§ Linhas armazenadas:

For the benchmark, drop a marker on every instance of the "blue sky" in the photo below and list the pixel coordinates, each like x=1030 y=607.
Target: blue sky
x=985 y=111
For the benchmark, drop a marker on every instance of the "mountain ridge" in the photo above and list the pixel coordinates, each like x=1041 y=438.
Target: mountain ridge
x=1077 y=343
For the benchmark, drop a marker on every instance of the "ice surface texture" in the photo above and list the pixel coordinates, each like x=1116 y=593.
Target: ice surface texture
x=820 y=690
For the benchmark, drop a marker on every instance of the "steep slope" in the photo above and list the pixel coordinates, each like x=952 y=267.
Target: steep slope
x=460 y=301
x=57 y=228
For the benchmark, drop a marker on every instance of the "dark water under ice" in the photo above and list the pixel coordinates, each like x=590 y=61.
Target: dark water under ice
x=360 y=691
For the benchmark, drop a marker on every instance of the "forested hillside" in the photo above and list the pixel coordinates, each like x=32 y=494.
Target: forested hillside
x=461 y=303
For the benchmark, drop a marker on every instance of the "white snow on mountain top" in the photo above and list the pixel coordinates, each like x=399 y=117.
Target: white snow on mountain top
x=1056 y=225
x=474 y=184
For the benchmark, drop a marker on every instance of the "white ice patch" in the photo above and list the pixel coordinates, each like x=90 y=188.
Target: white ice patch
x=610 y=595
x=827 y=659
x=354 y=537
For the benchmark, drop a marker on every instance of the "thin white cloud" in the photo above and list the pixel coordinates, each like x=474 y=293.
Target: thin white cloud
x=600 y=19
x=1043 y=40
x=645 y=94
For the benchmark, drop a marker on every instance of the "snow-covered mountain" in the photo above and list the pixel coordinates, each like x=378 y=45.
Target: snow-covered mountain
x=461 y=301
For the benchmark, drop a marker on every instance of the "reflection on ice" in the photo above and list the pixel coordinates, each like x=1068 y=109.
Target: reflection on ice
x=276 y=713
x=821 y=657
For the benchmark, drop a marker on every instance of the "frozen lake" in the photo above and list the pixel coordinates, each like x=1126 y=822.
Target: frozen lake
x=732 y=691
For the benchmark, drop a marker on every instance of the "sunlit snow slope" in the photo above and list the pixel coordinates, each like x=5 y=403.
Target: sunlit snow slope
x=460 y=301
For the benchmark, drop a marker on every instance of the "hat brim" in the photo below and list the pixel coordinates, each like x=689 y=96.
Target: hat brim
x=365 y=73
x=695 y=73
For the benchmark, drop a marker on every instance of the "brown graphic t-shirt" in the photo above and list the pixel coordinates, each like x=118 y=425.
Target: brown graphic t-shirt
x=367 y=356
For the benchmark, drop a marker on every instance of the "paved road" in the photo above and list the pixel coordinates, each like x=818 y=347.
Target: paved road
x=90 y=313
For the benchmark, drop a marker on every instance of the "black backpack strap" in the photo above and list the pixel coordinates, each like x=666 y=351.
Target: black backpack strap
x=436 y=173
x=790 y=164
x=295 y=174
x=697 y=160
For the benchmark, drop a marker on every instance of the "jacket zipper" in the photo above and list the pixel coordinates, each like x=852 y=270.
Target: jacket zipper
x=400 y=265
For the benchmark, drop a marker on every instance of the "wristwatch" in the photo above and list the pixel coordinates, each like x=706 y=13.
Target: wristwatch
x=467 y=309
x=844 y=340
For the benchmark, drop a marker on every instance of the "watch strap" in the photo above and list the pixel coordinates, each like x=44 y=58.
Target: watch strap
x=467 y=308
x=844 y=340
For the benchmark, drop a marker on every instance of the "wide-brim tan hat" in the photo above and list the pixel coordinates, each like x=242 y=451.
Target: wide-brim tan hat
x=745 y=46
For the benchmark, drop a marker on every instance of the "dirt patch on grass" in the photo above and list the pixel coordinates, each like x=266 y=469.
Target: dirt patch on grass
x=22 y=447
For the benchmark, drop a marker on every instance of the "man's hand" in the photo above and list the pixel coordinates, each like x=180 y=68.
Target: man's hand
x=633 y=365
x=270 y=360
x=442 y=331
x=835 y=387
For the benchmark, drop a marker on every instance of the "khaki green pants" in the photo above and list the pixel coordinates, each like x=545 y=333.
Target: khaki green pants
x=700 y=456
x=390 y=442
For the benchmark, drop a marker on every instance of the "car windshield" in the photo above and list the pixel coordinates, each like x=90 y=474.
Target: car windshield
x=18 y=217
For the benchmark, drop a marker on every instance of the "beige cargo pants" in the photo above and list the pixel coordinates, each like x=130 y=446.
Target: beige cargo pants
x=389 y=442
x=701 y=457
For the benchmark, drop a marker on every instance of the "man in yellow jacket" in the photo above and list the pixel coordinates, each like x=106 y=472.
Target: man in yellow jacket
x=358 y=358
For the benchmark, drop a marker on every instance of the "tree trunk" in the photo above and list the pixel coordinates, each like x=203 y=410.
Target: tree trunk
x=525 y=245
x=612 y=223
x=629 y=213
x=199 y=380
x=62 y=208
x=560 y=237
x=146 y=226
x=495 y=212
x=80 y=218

---

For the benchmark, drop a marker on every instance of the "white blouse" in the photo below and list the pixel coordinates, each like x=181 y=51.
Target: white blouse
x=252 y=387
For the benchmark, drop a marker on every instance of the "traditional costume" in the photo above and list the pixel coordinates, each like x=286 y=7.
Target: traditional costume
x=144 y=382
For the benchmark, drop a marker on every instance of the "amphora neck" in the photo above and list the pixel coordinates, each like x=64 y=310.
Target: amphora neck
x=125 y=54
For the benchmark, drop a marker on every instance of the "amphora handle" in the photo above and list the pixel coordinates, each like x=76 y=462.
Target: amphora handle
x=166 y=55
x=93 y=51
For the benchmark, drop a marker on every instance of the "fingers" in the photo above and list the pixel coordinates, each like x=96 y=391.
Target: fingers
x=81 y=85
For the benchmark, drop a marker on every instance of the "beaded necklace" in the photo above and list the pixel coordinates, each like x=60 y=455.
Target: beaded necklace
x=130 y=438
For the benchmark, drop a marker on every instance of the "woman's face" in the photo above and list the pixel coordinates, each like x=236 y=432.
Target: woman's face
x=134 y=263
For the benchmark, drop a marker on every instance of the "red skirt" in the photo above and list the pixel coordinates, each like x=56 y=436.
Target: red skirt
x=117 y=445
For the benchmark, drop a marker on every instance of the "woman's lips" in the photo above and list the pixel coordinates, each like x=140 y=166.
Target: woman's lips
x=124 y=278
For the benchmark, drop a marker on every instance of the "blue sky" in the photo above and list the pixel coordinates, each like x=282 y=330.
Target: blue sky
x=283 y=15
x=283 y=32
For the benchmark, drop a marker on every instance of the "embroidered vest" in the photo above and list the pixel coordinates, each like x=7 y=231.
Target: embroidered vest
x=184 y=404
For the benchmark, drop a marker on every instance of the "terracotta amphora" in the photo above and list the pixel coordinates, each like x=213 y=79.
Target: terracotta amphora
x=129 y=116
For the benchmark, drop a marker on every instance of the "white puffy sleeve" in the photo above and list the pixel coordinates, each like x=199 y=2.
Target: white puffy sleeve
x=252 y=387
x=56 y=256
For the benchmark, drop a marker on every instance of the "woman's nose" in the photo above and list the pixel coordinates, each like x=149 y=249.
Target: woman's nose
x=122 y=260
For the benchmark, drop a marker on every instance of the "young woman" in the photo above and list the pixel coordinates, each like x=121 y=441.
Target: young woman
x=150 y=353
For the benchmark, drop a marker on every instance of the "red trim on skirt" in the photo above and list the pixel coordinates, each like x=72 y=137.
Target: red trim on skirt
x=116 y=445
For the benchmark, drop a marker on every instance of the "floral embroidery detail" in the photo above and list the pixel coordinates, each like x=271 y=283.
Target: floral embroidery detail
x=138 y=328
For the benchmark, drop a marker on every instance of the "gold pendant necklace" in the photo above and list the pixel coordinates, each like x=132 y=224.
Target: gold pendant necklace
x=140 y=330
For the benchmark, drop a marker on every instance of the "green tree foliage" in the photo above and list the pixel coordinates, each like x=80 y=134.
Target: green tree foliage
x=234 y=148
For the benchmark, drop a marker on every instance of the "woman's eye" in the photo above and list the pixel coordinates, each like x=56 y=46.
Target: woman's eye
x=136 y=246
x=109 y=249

...

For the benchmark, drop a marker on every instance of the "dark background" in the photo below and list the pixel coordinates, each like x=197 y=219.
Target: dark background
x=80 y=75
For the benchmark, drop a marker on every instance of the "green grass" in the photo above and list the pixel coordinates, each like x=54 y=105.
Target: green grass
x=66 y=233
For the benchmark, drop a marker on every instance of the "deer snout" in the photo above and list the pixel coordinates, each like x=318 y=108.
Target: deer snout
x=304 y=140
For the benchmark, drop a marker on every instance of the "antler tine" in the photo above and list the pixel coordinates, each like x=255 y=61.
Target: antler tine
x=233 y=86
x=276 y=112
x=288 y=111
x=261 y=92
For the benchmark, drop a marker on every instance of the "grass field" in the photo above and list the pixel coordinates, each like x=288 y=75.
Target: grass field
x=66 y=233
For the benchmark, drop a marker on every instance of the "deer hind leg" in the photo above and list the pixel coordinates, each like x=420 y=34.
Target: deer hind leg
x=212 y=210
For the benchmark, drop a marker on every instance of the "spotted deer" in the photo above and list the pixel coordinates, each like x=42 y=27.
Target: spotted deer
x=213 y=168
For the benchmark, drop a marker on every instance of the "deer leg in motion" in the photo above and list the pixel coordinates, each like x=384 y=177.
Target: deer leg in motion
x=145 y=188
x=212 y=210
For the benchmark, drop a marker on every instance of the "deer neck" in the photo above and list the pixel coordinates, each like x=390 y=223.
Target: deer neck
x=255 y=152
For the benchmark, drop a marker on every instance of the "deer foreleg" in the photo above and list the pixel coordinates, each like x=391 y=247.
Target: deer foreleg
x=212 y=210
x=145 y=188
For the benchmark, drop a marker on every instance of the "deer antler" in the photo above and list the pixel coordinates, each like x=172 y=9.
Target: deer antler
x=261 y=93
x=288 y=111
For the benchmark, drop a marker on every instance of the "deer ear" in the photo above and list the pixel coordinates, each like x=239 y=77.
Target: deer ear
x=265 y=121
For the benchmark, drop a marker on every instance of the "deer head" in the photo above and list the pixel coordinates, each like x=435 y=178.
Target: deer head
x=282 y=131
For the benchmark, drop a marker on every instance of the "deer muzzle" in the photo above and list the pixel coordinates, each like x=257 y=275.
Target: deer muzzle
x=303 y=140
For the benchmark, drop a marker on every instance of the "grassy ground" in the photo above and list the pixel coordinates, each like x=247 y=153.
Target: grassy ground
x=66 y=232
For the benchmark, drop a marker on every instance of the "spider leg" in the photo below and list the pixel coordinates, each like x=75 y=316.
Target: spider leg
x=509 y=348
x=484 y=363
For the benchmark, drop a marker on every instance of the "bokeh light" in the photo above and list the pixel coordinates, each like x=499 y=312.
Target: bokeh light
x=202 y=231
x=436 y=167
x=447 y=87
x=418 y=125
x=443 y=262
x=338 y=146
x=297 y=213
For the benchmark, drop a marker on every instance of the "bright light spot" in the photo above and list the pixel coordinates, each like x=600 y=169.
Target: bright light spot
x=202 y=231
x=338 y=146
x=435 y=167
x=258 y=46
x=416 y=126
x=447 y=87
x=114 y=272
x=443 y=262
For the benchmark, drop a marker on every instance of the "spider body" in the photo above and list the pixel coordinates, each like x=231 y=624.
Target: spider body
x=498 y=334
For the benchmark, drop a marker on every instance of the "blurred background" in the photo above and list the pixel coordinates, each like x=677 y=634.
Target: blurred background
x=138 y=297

§ Tarefa proposta: Transforme em uma lista numerada somente as linhas que vão da que contém "like x=666 y=351." até a que contém "x=358 y=358", incluindo ambas. Deixe de fora as linhas em branco.

§ Resposta à tarefa:
1. For the benchmark, drop a marker on every instance of the "black backpack strap" in the photo above and list the pixel coordinates, each like x=666 y=351.
2. Target: black backpack strap
3. x=436 y=173
4. x=790 y=164
5. x=295 y=174
6. x=697 y=160
7. For the benchmark, drop a marker on every instance of the "jacket zipper" in the photo above and list the pixel coordinates, each like x=852 y=270.
8. Target: jacket zipper
9. x=400 y=265
10. For the benchmark, drop a marker on every instance of the "wristwatch" in the photo above and list the pixel coordinates, each like x=706 y=13.
11. Target: wristwatch
12. x=467 y=309
13. x=844 y=340
14. For the benchmark, drop a marker on every instance of the "watch strap" in the photo above and list the pixel coordinates, each like x=44 y=58.
15. Target: watch strap
16. x=467 y=308
17. x=844 y=340
18. For the benchmark, drop a marker on every instance of the "wide-brim tan hat" in the photo above and list the pixel coordinates, each like x=242 y=451.
19. Target: wide-brim tan hat
20. x=745 y=46
21. For the benchmark, drop a marker on every instance of the "dirt patch on grass" in the photo above and list the pixel coordinates, each like x=266 y=469.
22. Target: dirt patch on grass
23. x=22 y=447
24. For the benchmark, drop a marker on every instance of the "man's hand" in the photo above and list the pixel coordinates, each like x=180 y=68.
25. Target: man's hand
26. x=633 y=365
27. x=270 y=360
28. x=442 y=331
29. x=835 y=387
30. For the benchmark, drop a marker on every instance of the "khaki green pants" in the photo above and list the pixel coordinates, each like x=545 y=333.
31. Target: khaki green pants
32. x=700 y=456
33. x=390 y=442
34. For the benchmark, drop a marker on every instance of the "car windshield" in the photo above and list the pixel coordinates, each like x=90 y=474.
35. Target: car windshield
36. x=18 y=217
37. For the benchmark, drop a marker on every instance of the "beige cargo pants" in the photo above and list the pixel coordinates, each like x=130 y=446.
38. Target: beige cargo pants
39. x=389 y=442
40. x=701 y=457
41. For the benchmark, drop a marker on every instance of the "man in yellow jacket" in the photo above and list the pixel coordinates, each like x=106 y=472.
42. Target: man in yellow jacket
43. x=358 y=358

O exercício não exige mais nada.